## Start DATA RECORDS

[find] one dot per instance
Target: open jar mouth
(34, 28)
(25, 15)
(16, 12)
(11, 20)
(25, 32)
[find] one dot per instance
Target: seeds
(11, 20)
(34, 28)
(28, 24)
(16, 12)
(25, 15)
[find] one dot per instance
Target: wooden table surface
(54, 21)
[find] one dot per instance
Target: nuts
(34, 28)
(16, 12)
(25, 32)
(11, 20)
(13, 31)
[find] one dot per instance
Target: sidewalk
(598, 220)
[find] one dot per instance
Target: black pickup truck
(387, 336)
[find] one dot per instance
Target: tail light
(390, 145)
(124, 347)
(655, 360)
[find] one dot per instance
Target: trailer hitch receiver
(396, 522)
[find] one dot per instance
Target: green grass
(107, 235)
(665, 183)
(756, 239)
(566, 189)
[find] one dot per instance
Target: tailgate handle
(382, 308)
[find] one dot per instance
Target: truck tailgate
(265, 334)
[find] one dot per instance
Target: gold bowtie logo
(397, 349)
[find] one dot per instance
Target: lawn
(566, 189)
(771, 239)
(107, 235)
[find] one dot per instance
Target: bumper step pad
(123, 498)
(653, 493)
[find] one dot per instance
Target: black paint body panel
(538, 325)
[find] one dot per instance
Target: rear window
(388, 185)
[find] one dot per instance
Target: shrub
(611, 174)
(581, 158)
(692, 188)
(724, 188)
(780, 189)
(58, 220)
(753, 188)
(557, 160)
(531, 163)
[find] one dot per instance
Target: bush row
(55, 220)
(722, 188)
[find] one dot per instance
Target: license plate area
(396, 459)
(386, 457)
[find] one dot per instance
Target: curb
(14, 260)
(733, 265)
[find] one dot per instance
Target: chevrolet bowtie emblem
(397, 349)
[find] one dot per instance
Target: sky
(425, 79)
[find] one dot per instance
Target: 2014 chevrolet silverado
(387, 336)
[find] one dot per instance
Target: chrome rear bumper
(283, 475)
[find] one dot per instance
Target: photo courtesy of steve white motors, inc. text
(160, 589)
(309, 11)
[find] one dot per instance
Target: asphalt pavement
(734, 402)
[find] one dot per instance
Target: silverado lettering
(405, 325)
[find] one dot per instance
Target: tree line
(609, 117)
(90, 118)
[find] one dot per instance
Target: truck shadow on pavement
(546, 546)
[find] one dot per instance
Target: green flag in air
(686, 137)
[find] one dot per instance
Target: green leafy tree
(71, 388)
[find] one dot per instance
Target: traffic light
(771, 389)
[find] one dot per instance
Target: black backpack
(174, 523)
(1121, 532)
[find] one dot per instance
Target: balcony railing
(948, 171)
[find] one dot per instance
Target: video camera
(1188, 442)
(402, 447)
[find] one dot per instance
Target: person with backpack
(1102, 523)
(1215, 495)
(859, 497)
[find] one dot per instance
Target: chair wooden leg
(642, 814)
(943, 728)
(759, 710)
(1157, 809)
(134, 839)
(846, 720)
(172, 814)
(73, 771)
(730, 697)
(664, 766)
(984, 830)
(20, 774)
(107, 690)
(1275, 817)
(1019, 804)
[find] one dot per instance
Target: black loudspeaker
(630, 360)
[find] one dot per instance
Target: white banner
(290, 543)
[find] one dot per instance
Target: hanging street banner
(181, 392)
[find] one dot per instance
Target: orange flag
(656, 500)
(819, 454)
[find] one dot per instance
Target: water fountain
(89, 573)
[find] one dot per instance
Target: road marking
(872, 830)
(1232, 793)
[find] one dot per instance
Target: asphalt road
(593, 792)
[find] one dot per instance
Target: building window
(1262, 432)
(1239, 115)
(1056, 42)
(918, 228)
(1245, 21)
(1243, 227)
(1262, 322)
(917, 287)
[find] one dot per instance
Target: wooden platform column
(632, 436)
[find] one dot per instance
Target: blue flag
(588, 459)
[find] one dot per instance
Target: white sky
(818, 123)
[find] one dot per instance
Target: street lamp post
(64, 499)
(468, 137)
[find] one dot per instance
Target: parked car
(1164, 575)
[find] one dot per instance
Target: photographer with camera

## End DATA RECORDS

**SHORT EXERCISE**:
Without leaving anything out, quote all the data.

**ANSWER TO THIS EXERCISE**:
[find] one dot per instance
Target: open jar mouth
(34, 28)
(25, 15)
(16, 12)
(11, 20)
(25, 32)
[find] one dot per instance
Target: seeds
(11, 20)
(34, 28)
(28, 24)
(16, 12)
(25, 15)
[find] one dot per instance
Target: wooden table surface
(54, 21)
[find] one dot per instance
Target: nuts
(34, 28)
(16, 12)
(25, 32)
(11, 20)
(13, 31)
[find] one dot per instance
Target: sidewalk
(598, 220)
[find] one dot per instance
Target: black pickup truck
(387, 336)
[find] one dot per instance
Target: tail light
(390, 145)
(124, 347)
(655, 360)
[find] one dot per instance
Target: trailer hitch receiver
(396, 522)
[find] one dot per instance
Target: green grass
(107, 235)
(665, 183)
(756, 239)
(566, 189)
[find] one dot per instance
Target: tailgate handle
(382, 308)
[find] one dot per instance
Target: truck tailgate
(265, 334)
[find] one dot per instance
Target: gold bowtie logo
(397, 349)
[find] one dot per instance
Target: lawn
(566, 189)
(771, 239)
(107, 235)
[find] one dot per instance
Target: bumper step pad
(123, 498)
(653, 493)
[find] one dot per instance
Target: black paint body panel
(538, 325)
[find] one dot per instance
Target: rear window
(388, 185)
[find] one dot per instance
Target: shrub
(611, 174)
(581, 158)
(692, 188)
(724, 188)
(780, 189)
(58, 220)
(753, 188)
(557, 160)
(531, 163)
[find] one dot per instance
Target: bush row
(55, 220)
(722, 188)
[find] one dot per instance
Target: license plate area
(396, 459)
(386, 457)
[find] one dot per instance
Target: curb
(14, 260)
(733, 265)
[find] one dot per instance
Target: chevrolet bowtie emblem
(397, 349)
[find] one dot per instance
Target: sky
(425, 79)
[find] one dot per instance
Target: 2014 chevrolet silverado
(387, 336)
[find] one dot per instance
Target: chrome rear bumper
(283, 475)
[find] one dot per instance
Target: photo courtesy of steve white motors, inc. text
(160, 589)
(309, 11)
[find] one dot per instance
Target: asphalt pavement
(734, 402)
[find] one dot per instance
Target: silverado lettering
(405, 325)
[find] one dot per instance
Target: tree line
(609, 117)
(90, 118)
[find] one dot per instance
Target: truck shadow on pavement
(546, 546)
[find] one dot per instance
Target: green flag in air
(686, 137)
[find] one dot per instance
Target: green leafy tree
(71, 388)
[find] one dot per instance
Target: traffic light
(771, 389)
[find] one dot per instance
Target: black backpack
(174, 523)
(1121, 532)
[find] one dot per instance
Target: balcony railing
(948, 171)
[find] one dot per instance
Target: video camera
(1188, 442)
(402, 447)
[find] one dot per instance
Target: person with backpack
(1102, 523)
(1215, 495)
(859, 497)
[find] one dot per instance
Target: chair wooden leg
(642, 814)
(943, 728)
(759, 710)
(1157, 809)
(134, 839)
(846, 720)
(172, 814)
(73, 771)
(730, 697)
(664, 766)
(984, 830)
(20, 774)
(107, 690)
(1275, 817)
(1019, 804)
[find] one dot per instance
Target: black loudspeaker
(630, 360)
[find] one dot per instance
Target: white banner
(290, 543)
[find] one dot per instance
Target: hanging street banner
(181, 392)
[find] one dot per instance
Target: orange flag
(656, 500)
(819, 454)
[find] one dot per instance
Target: water fountain
(89, 573)
[find] one dot per instance
Target: road marking
(872, 830)
(1232, 793)
[find] one dot per instance
Target: asphalt road
(593, 792)
[find] one dot per instance
Target: building window
(1262, 432)
(1239, 115)
(1056, 42)
(918, 228)
(1245, 21)
(1243, 227)
(1262, 322)
(917, 287)
[find] one dot per instance
Target: wooden platform column
(632, 436)
[find] one dot per instance
Target: blue flag
(588, 459)
[find] one dot per instance
Target: white sky
(818, 123)
[find] one dot per instance
Target: street lamp post
(64, 499)
(468, 137)
[find] one dot per instance
Target: parked car
(1164, 575)
[find] one dot per instance
Target: photographer with camera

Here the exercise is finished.